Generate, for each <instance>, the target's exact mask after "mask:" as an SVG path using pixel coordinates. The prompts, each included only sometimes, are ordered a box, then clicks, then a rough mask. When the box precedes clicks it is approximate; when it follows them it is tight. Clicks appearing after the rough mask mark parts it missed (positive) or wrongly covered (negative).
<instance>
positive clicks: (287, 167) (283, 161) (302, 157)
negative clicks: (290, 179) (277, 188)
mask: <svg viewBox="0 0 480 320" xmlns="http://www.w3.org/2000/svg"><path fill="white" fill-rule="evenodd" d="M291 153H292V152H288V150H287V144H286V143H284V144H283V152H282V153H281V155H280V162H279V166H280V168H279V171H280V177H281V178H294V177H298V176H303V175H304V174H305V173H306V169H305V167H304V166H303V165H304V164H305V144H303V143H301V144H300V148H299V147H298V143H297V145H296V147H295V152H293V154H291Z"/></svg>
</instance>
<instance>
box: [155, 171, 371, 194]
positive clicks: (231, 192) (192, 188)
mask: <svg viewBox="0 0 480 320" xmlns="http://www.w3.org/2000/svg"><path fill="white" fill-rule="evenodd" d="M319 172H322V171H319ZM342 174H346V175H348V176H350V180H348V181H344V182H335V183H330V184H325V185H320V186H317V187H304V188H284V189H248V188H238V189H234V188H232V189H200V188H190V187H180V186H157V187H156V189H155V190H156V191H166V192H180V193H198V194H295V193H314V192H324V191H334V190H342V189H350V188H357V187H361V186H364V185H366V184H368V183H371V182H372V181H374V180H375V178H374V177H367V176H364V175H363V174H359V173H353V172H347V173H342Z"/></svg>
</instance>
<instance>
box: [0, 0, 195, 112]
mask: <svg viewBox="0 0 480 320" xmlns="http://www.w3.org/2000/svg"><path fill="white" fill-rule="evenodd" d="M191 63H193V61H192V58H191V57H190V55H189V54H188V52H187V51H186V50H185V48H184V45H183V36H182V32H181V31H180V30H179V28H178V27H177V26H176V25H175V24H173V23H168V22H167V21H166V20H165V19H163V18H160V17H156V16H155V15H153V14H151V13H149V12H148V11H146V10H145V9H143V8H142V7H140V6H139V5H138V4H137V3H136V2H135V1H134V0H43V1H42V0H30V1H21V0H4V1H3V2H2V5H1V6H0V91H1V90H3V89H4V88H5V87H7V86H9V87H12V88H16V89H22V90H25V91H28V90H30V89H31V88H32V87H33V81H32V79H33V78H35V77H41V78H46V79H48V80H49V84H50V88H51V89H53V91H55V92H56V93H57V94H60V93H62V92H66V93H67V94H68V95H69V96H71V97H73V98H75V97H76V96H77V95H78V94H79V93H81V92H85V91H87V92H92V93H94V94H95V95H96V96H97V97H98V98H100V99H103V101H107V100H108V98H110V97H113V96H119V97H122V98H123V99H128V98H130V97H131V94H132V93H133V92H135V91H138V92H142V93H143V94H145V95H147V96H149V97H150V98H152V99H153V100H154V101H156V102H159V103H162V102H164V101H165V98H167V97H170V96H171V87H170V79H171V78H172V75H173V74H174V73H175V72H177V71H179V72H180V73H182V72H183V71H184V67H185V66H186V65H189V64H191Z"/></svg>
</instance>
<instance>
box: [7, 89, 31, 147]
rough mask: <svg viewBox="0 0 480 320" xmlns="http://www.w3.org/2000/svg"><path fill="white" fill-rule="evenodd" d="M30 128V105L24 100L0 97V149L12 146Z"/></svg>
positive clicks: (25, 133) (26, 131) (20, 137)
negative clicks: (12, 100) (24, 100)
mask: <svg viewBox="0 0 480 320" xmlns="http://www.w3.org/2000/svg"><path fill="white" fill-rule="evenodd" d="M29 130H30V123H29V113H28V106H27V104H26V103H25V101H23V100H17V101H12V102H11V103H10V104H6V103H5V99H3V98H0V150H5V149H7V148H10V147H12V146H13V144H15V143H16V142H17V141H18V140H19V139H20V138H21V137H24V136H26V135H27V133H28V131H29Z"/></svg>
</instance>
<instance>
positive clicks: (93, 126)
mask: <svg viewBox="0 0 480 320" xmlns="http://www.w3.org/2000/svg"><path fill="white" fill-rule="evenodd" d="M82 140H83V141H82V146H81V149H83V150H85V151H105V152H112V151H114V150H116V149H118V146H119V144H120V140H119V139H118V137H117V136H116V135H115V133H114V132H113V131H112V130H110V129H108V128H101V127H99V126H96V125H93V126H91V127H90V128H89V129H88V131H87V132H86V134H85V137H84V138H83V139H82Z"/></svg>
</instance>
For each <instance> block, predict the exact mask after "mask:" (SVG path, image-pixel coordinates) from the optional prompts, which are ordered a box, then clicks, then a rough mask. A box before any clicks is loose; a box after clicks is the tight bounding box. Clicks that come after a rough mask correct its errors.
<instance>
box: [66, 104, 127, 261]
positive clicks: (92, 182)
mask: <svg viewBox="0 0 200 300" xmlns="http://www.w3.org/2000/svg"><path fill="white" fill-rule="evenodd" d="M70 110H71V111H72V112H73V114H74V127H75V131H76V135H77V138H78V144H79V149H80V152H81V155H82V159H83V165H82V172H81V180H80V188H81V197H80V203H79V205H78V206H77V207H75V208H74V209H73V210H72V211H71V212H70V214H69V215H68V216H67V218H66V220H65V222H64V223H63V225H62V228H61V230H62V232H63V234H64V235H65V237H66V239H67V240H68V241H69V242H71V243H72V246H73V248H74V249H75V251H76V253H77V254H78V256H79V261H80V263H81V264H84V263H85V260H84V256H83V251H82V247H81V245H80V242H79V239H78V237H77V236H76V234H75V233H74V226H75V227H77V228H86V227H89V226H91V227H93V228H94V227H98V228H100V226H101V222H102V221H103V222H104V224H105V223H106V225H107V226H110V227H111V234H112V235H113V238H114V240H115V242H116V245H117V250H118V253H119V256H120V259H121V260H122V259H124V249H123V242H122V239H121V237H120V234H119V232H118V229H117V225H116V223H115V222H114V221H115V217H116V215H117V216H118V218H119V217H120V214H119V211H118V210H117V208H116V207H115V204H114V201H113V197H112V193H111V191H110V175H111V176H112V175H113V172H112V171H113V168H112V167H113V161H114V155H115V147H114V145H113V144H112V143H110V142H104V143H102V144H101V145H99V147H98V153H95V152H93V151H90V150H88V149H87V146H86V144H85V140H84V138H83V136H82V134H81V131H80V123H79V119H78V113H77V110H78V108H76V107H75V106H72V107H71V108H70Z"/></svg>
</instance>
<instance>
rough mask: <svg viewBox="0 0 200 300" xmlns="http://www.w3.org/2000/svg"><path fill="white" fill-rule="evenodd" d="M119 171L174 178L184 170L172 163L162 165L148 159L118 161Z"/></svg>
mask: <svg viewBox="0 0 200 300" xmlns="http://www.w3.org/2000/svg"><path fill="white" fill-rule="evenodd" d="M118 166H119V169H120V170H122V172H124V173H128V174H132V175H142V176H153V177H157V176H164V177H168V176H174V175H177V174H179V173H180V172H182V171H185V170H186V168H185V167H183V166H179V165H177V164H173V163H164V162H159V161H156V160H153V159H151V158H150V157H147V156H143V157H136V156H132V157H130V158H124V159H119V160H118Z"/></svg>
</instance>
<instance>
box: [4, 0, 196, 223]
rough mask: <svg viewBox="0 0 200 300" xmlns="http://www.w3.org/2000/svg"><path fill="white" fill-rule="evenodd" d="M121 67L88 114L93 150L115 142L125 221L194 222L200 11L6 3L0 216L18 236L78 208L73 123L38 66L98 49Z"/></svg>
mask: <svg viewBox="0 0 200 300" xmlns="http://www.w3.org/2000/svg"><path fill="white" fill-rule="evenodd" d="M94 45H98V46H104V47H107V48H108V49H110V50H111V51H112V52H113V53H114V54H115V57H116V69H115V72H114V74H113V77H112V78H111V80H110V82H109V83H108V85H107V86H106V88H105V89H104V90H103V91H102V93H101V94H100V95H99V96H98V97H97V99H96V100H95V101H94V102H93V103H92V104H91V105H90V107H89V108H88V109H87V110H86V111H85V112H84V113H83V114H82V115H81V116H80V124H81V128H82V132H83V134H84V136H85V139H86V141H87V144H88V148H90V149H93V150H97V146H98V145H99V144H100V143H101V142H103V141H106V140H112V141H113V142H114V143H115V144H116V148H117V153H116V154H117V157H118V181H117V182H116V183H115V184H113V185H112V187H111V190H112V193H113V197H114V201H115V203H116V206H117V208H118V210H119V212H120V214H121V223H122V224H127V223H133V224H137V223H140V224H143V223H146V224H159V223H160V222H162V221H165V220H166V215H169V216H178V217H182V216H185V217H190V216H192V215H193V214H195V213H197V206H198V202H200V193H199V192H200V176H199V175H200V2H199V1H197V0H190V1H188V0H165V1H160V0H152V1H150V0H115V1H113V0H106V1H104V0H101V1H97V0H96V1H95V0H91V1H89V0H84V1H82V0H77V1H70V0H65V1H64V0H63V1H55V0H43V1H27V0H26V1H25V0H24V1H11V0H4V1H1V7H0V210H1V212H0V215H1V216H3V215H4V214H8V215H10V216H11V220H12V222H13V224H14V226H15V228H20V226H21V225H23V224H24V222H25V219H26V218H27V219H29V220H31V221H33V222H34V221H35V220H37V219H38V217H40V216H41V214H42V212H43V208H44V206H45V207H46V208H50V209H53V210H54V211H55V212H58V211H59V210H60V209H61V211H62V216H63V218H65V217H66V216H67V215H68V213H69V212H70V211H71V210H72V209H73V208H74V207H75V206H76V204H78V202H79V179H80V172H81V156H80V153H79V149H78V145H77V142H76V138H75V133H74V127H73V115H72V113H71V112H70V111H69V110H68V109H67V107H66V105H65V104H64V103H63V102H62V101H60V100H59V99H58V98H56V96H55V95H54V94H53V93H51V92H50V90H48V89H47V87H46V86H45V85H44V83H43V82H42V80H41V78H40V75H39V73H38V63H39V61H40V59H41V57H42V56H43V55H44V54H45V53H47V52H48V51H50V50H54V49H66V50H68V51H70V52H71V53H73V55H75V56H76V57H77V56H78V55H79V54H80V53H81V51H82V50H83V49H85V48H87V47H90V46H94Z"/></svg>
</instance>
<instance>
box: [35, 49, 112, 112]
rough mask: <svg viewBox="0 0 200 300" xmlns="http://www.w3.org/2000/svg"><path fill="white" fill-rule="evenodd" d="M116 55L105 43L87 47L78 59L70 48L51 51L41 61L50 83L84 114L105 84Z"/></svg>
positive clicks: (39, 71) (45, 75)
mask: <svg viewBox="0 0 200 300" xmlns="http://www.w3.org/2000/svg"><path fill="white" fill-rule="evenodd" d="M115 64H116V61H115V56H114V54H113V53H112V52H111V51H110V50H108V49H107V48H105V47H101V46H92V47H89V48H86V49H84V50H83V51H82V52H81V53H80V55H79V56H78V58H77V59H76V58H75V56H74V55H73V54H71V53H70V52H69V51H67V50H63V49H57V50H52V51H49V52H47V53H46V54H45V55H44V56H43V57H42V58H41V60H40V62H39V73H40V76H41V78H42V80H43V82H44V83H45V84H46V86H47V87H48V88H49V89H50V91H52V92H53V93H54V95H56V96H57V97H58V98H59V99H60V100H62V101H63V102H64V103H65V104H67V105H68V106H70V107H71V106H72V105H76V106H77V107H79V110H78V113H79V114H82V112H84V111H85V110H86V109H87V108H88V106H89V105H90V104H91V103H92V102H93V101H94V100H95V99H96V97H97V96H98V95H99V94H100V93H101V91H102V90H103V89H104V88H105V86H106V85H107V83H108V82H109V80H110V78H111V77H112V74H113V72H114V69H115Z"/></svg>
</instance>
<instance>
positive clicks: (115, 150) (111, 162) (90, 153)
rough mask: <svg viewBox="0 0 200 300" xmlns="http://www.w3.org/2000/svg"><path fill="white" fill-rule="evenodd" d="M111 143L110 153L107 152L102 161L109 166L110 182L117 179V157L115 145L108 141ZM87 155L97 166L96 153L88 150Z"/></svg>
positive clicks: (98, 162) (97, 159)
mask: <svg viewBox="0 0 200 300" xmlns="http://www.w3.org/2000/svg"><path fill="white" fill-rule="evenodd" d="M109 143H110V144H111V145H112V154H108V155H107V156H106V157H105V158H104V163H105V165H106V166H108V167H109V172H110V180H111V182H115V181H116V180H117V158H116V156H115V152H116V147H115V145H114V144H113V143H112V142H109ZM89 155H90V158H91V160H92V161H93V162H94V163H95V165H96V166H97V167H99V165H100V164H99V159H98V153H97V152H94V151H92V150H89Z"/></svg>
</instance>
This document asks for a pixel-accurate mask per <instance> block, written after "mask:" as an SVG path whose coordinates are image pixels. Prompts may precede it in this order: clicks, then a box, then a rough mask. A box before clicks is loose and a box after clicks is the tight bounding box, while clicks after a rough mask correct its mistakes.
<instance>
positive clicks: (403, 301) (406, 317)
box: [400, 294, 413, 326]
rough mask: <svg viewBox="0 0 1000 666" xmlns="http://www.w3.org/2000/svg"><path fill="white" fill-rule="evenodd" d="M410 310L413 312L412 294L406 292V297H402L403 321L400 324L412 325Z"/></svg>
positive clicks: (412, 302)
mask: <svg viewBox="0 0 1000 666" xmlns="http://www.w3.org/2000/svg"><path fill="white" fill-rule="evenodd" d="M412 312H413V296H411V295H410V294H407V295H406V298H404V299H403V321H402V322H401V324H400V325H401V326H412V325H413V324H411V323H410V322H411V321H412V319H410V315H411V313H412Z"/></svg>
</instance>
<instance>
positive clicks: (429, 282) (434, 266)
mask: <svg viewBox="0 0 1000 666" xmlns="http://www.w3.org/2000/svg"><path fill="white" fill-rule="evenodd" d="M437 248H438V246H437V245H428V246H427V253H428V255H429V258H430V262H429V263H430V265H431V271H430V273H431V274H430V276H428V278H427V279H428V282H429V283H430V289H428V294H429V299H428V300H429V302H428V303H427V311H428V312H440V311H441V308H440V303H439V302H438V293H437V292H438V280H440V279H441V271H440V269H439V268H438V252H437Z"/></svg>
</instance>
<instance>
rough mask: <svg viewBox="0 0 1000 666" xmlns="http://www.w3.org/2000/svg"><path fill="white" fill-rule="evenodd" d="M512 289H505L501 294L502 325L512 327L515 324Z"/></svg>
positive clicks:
+++
→ What is being asked
Copy the data word for word, starting at the line that contains "310L413 312L412 294L406" and ending at the last line of the data, both included.

→ Result of the task
rough mask: <svg viewBox="0 0 1000 666" xmlns="http://www.w3.org/2000/svg"><path fill="white" fill-rule="evenodd" d="M410 310L413 312L412 294L406 292V297H402L403 321L400 324L412 325Z"/></svg>
positive clicks: (412, 302)
mask: <svg viewBox="0 0 1000 666" xmlns="http://www.w3.org/2000/svg"><path fill="white" fill-rule="evenodd" d="M412 312H413V296H411V295H410V294H407V295H406V298H404V299H403V321H402V322H401V324H400V325H401V326H412V325H413V324H411V323H410V322H411V321H412V319H410V315H411V313H412Z"/></svg>
</instance>
<instance>
positive clicks: (429, 282) (434, 266)
mask: <svg viewBox="0 0 1000 666" xmlns="http://www.w3.org/2000/svg"><path fill="white" fill-rule="evenodd" d="M437 248H438V246H437V245H428V246H427V253H428V255H429V258H430V262H429V263H430V265H431V271H430V273H431V274H430V276H428V278H427V279H428V282H429V283H430V289H428V294H429V299H428V300H429V302H428V303H427V311H428V312H440V311H441V308H440V303H439V302H438V293H437V292H438V280H440V279H441V271H440V269H439V268H438V252H437Z"/></svg>
</instance>
<instance>
rough mask: <svg viewBox="0 0 1000 666" xmlns="http://www.w3.org/2000/svg"><path fill="white" fill-rule="evenodd" d="M512 289H505L501 294L502 325L512 327L515 324Z"/></svg>
positive clicks:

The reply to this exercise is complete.